Items from a data source
= = = = = = =

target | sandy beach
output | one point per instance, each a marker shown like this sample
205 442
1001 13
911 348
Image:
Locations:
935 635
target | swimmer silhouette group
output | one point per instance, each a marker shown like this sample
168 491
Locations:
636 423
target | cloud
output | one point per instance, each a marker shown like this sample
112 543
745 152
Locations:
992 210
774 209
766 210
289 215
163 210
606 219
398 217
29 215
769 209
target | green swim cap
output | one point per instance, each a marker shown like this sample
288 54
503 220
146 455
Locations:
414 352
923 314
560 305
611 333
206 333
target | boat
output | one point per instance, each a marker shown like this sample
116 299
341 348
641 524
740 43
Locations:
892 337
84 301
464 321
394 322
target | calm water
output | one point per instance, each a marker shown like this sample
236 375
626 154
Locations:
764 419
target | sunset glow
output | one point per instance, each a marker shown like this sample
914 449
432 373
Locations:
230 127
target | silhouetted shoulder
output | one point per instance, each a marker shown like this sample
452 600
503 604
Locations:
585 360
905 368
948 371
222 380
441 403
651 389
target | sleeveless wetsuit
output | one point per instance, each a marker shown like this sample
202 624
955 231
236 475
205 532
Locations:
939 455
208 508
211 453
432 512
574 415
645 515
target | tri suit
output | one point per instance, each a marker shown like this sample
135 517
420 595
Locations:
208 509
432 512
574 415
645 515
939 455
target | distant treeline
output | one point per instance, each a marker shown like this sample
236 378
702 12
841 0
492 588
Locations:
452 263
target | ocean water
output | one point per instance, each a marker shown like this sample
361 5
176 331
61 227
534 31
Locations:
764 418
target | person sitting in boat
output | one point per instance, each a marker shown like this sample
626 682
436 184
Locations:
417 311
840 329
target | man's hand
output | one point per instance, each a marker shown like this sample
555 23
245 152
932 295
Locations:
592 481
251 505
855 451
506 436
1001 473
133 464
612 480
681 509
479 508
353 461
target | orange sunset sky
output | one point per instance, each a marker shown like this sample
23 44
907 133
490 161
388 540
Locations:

= = = = = = =

Exercise
Give all of the entries again, word for word.

Output
target | sandy beach
output | one point per instance, each a marker shown like this sample
205 442
1001 13
911 348
Image:
Locations:
935 635
target | swimmer silhouette group
output | one point per instance, each a marker shown like this sample
168 491
Locations:
636 423
target | cloud
output | one point per instance, each a marker shown like this sample
112 543
745 152
Locations:
992 210
774 209
766 210
289 215
163 210
606 219
398 217
29 215
769 209
target | green swim cap
output | one point per instance, each a marker shown like this sample
288 54
503 220
146 455
Locations:
414 352
923 314
560 305
611 333
206 333
target | boat
output | one point per instance, each a marker shown like this sample
116 299
341 348
641 524
740 43
Locations:
892 337
84 301
464 321
394 322
target | calm water
output | one point per instance, each a marker shown like this sample
236 375
626 154
Locations:
764 419
target | sunset glow
output | one point per instance, each a marker shown like this sample
914 449
432 373
Locations:
230 127
target | silhouetted shoulder
output | one point per instance, each a marker shown like this sample
452 600
503 604
Locations:
585 360
905 368
948 371
222 380
441 403
651 389
target | sleeveless wetsuit
output | one point per instance, each a marker shown like this sample
202 624
955 231
236 475
205 532
Locations:
939 455
208 508
211 453
432 512
574 415
645 515
target | tri suit
output | one point per instance, each a marker shown like this sample
135 517
420 595
Locations:
208 509
432 512
574 415
645 515
939 455
target | distant treeline
output | one point per instance, each a marker shown like this sample
236 378
702 12
841 0
492 588
Locations:
452 263
target | ocean water
output | one point per instance, each a marker shown like this sample
361 5
176 331
61 227
534 31
Locations:
764 418
target | person sitting in boat
output | one point per instance, each a marker shown like this sample
626 682
436 184
Locations:
417 311
840 329
target | man's hand
output | one point per instance, each a marker shown like this sample
555 23
245 152
932 295
Locations:
592 481
251 505
855 451
506 436
1001 473
133 464
612 480
681 509
479 508
353 461
target | orange sunset sky
output | one point per instance, each a marker shown like this sample
23 44
907 133
490 161
388 540
Locations:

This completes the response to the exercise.